TASK OBJECTIVE: Images don't belong in the copy. Output the rest of the data exactly.

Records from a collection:
——————

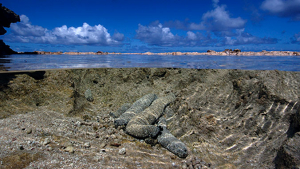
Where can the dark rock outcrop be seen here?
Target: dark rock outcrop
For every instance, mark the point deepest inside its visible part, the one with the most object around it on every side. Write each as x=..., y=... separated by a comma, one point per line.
x=136, y=108
x=289, y=154
x=120, y=111
x=228, y=118
x=7, y=17
x=141, y=125
x=170, y=142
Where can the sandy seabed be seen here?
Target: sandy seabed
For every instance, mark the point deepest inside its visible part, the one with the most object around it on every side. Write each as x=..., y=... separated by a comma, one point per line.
x=226, y=118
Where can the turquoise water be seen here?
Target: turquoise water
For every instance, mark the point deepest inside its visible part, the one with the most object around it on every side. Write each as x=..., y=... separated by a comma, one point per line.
x=42, y=62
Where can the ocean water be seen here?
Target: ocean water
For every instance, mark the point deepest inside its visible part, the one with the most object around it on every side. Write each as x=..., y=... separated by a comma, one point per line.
x=44, y=62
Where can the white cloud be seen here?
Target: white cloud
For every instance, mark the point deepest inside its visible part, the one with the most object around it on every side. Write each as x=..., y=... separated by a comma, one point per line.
x=156, y=35
x=162, y=36
x=244, y=38
x=220, y=20
x=283, y=8
x=215, y=20
x=84, y=35
x=215, y=3
x=296, y=38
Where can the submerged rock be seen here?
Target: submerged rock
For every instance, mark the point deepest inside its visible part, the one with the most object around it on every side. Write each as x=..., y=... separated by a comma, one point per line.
x=141, y=125
x=289, y=154
x=170, y=142
x=136, y=108
x=120, y=111
x=88, y=95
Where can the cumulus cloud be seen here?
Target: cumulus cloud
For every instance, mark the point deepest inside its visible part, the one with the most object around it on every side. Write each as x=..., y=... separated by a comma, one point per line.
x=84, y=35
x=215, y=20
x=220, y=20
x=296, y=39
x=162, y=36
x=283, y=8
x=156, y=35
x=244, y=38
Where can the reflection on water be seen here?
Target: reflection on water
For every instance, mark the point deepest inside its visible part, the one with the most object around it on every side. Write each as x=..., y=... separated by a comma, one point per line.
x=3, y=59
x=38, y=62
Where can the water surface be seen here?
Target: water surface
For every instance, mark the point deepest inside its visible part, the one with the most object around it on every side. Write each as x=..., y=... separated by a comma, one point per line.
x=43, y=62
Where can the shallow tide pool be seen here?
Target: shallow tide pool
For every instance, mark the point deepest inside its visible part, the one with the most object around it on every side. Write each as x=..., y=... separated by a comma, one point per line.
x=43, y=62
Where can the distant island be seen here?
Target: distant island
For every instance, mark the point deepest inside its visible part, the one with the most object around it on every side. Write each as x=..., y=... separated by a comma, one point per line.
x=226, y=52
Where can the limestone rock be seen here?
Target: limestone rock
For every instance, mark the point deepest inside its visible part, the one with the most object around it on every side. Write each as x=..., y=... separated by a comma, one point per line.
x=88, y=95
x=69, y=149
x=141, y=125
x=122, y=151
x=120, y=111
x=136, y=108
x=289, y=154
x=170, y=142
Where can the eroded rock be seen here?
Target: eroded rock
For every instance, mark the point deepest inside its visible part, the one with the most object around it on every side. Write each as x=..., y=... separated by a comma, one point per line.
x=136, y=108
x=170, y=142
x=141, y=125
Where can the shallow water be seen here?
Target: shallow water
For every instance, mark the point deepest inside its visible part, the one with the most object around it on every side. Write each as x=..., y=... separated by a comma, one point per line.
x=42, y=62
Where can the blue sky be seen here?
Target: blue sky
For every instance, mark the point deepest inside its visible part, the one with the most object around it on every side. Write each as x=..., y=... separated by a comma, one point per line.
x=155, y=26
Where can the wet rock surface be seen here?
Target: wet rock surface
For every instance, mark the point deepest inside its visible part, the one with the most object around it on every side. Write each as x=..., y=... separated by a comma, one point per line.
x=226, y=118
x=7, y=17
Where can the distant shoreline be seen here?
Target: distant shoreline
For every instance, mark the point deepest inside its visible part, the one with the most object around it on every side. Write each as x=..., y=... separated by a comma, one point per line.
x=209, y=52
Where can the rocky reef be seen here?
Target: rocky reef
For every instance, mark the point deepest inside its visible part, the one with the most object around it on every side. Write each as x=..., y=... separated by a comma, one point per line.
x=225, y=118
x=7, y=17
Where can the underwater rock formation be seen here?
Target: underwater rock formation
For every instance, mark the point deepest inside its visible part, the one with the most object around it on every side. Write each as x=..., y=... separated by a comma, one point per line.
x=170, y=142
x=141, y=125
x=7, y=17
x=120, y=111
x=136, y=108
x=226, y=118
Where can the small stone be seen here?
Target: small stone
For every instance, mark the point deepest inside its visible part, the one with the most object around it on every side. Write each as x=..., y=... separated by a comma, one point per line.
x=46, y=141
x=184, y=166
x=21, y=147
x=102, y=145
x=70, y=149
x=113, y=136
x=49, y=148
x=28, y=131
x=115, y=144
x=87, y=145
x=122, y=151
x=78, y=123
x=88, y=95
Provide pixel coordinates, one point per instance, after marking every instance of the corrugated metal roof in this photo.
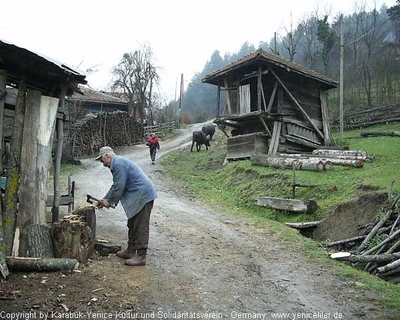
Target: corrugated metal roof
(41, 72)
(267, 57)
(97, 96)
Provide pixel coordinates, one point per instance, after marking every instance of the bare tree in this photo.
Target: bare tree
(135, 76)
(291, 40)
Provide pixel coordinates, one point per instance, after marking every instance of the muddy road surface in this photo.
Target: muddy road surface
(202, 263)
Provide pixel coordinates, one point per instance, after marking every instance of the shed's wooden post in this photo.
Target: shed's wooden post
(57, 161)
(3, 81)
(218, 97)
(325, 118)
(228, 95)
(14, 167)
(38, 133)
(259, 87)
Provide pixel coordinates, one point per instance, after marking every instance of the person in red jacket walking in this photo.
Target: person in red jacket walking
(154, 145)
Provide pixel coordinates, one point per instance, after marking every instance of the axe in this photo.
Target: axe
(90, 199)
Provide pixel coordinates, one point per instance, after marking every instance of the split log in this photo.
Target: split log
(105, 250)
(381, 258)
(3, 265)
(324, 152)
(292, 205)
(288, 163)
(385, 133)
(41, 264)
(378, 226)
(344, 241)
(40, 242)
(382, 243)
(303, 225)
(390, 266)
(73, 237)
(343, 161)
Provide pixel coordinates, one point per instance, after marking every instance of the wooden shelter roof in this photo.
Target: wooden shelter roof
(42, 73)
(90, 95)
(249, 63)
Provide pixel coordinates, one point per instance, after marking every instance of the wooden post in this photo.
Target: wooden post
(14, 168)
(218, 98)
(228, 95)
(325, 118)
(3, 82)
(57, 161)
(271, 100)
(38, 130)
(259, 87)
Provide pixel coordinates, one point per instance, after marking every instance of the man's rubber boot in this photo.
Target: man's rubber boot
(138, 260)
(126, 254)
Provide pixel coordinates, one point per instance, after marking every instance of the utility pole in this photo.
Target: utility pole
(341, 92)
(180, 103)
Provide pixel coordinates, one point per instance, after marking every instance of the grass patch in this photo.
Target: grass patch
(235, 186)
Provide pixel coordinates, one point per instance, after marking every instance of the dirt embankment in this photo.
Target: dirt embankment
(202, 262)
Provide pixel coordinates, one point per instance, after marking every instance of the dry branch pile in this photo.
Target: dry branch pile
(378, 248)
(114, 129)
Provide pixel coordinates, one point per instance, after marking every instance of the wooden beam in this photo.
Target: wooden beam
(253, 75)
(218, 97)
(298, 105)
(37, 145)
(57, 161)
(292, 205)
(265, 126)
(227, 95)
(325, 117)
(271, 100)
(259, 87)
(3, 92)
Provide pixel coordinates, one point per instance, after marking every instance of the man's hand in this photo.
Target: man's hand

——————

FINAL ANSWER:
Where can the dark rock outcrop be seen here?
Target: dark rock outcrop
For every instance, mark the point deepest inside its visible part, the one with the most object around it on every side. Write each as x=..., y=... separated by a comma, one point per line.
x=136, y=108
x=289, y=154
x=120, y=111
x=228, y=118
x=7, y=17
x=141, y=125
x=170, y=142
Where can the sandy seabed be seen here?
Target: sandy seabed
For every instance, mark the point deepest inside its visible part, the one with the most object around it on every side. Write each as x=..., y=... separated by a comma, one point per line.
x=226, y=118
Where can the turquoise water be seen here?
Target: turquoise water
For every instance, mark the point deepest inside its visible part, the one with the most object around it on every side. Write each as x=..., y=... separated by a comma, one point per line.
x=42, y=62
Where can the ocean water be seen here?
Target: ocean water
For every instance, mark the point deepest inside its visible part, the one with the most object around it on every side. Write each as x=..., y=... separated by a comma, one point per line.
x=44, y=62
Where can the white cloud be seen here?
Target: white cloud
For every instance, mark the point deepest inside its visible part, the one with the most object around it on every side. Write each as x=..., y=... separated by a comma, one point per line.
x=156, y=35
x=162, y=36
x=244, y=38
x=220, y=20
x=283, y=8
x=215, y=20
x=84, y=35
x=215, y=3
x=296, y=38
Where can the submerged rock be seen here?
Target: submerged rock
For every instance, mark the point deepest inside its visible part, the one with the most object around it on every side. Write each as x=..., y=... separated by a comma, one point per line.
x=141, y=125
x=289, y=154
x=170, y=142
x=136, y=108
x=120, y=111
x=88, y=95
Where can the cumulus cloud be seen here?
Target: cumulus cloud
For every instance, mark the point deepest inside its visible part, the one with the most object around it on every side. Write each as x=..., y=... separated by a comma, one point per line.
x=84, y=35
x=215, y=20
x=220, y=20
x=296, y=39
x=162, y=36
x=283, y=8
x=156, y=35
x=244, y=38
Where can the reflection on water be seen here?
Target: reflection on water
For every instance, mark the point deepest inside its visible part, the one with the most object around it on every side. Write each as x=..., y=... separated by a comma, one point per line.
x=3, y=59
x=38, y=62
Where can the water surface be seen here?
Target: water surface
For every instance, mark the point deepest inside its visible part, the one with the most object around it on every side. Write each as x=..., y=... separated by a comma, one point per line.
x=43, y=62
Where can the shallow tide pool be seen here?
Target: shallow tide pool
For every instance, mark the point deepest inside its visible part, the one with the most object around it on every side. Write each as x=..., y=... separated by a comma, one point per line.
x=43, y=62
Where can the distant island be seen here?
Target: distant island
For every instance, mark the point deepest inside its visible part, the one with the most object around it on every side. Write each as x=..., y=... separated by a comma, one point per line.
x=226, y=52
Where can the limestone rock be seen here?
Target: limestone rock
For every instance, mark the point deepest inside its visible part, the one with the most object around it on every side. Write each as x=..., y=... separated by a comma, one point per line.
x=88, y=95
x=69, y=149
x=141, y=125
x=122, y=151
x=120, y=111
x=136, y=108
x=289, y=154
x=170, y=142
Where can the eroded rock be seen here?
Target: eroded rock
For every instance, mark the point deepest inside its visible part, the one with the most object around it on every side. Write each as x=..., y=... separated by a comma, one point per line.
x=136, y=108
x=170, y=142
x=141, y=125
Where can the shallow water be seen here?
Target: shallow water
For every instance, mark the point deepest inside its visible part, the one with the most object around it on every side. Write each as x=..., y=... separated by a comma, one point per line.
x=42, y=62
Where can the blue sky be seen here?
Target: blue sky
For every instance, mark the point deepest inside its visible part, the one with the most object around it on every side. Write each as x=..., y=... separated by a comma, one point per line.
x=155, y=26
Where can the wet rock surface be seen here?
Target: wet rock surface
For every instance, mark the point deepest inside its visible part, the one with the most object around it on every side. Write each as x=..., y=... separated by a comma, one point per line.
x=226, y=118
x=7, y=17
Where can the distant shoreline be seen here?
Target: distant shoreline
For every instance, mark the point deepest inside its visible part, the one with the most object around it on every side. Write each as x=..., y=... separated by a comma, one point per line.
x=209, y=52
Where can the rocky reef be seen here?
Target: rocky reef
For every instance, mark the point deepest inside its visible part, the one with the most object around it on every side. Write each as x=..., y=... separated by a comma, one point per line.
x=225, y=118
x=7, y=17
Where can the underwater rock formation be seen here?
Target: underwater rock formation
For every instance, mark the point deepest inside its visible part, the one with the most object around it on every side. Write each as x=..., y=... separated by a comma, one point per line.
x=170, y=142
x=141, y=125
x=7, y=17
x=120, y=111
x=136, y=108
x=226, y=118
Where can the small stone be seen here?
Target: small stone
For every instance, mark the point deepest inside its visible part, the one with the most object around it on every side. Write each as x=..., y=... separated by a comma, one point per line.
x=46, y=141
x=184, y=166
x=21, y=147
x=102, y=145
x=70, y=149
x=113, y=136
x=49, y=148
x=28, y=131
x=115, y=144
x=87, y=145
x=122, y=151
x=78, y=123
x=88, y=95
Provide pixel coordinates, one point per instance, after marking every instance of the corrugated metal roof in this photo.
Target: corrugated metal roof
(41, 72)
(267, 57)
(97, 96)
Provide pixel coordinates, one point per instance, after marking every instance of the bare tree in this photo.
Target: bare tree
(135, 76)
(291, 40)
Provide pixel coordinates, one point per instance, after marking every instance of the muddy road surface in this photo.
Target: muddy road surface
(202, 263)
Provide pixel coordinates, one point per instance, after marking every instance of the shed's wooden post in this photo.
Target: shed's wooden post
(57, 161)
(3, 81)
(218, 97)
(325, 118)
(228, 95)
(14, 167)
(38, 133)
(259, 87)
Provide pixel coordinates, one point per instance, after marking every instance of the person in red jacket walking in this photo.
Target: person in red jacket walking
(154, 145)
Provide pixel coordinates, one point per instance, after marking every instance of the axe in this photo.
Target: axe
(90, 199)
Provide pixel coordinates, one point per instance, after marking every instance of the split log in this photo.
Target: split log
(105, 250)
(381, 258)
(3, 265)
(324, 152)
(292, 205)
(288, 163)
(385, 133)
(41, 264)
(378, 226)
(344, 241)
(40, 242)
(382, 243)
(303, 225)
(390, 266)
(73, 237)
(343, 161)
Provide pixel coordinates, one point per instance, after marking every instance of the wooden shelter roof in this photo.
Target: wooden shelter roof
(42, 73)
(90, 95)
(249, 63)
Provide pixel coordinates, one point per instance, after marking every instance of the wooden post in this photo.
Target: wooden post
(14, 168)
(218, 98)
(228, 95)
(325, 118)
(3, 82)
(57, 161)
(271, 100)
(38, 130)
(259, 87)
Provide pixel coordinates, one point per instance, after marking every instance of the man's rubber boot in this photo.
Target: man's rubber boot
(138, 260)
(126, 254)
Provide pixel coordinates, one point per instance, after marking every instance of the utility pole in this photo.
Target: utility pole
(341, 92)
(180, 103)
Provide pixel coordinates, one point per instance, after marking every instance of the grass patch in this photo.
Target: grass patch
(235, 186)
Provide pixel coordinates, one point per instance, after marking every instance of the dirt embankment in this photo.
Target: dirt embankment
(202, 262)
Provide pixel coordinates, one point per instance, after marking every instance of the dry branch pile in this photo.
Target: dry branch pile
(378, 248)
(114, 129)
Provide pixel coordinates, one point per instance, after marking every instance of the wooden beam in this photo.
Target: wooden beam
(253, 75)
(218, 97)
(298, 105)
(37, 145)
(57, 161)
(292, 205)
(265, 126)
(227, 95)
(325, 117)
(271, 100)
(259, 87)
(3, 92)
Provide pixel coordinates, one point per instance, after marking every instance of the man's hand in this photo.
Target: man's hand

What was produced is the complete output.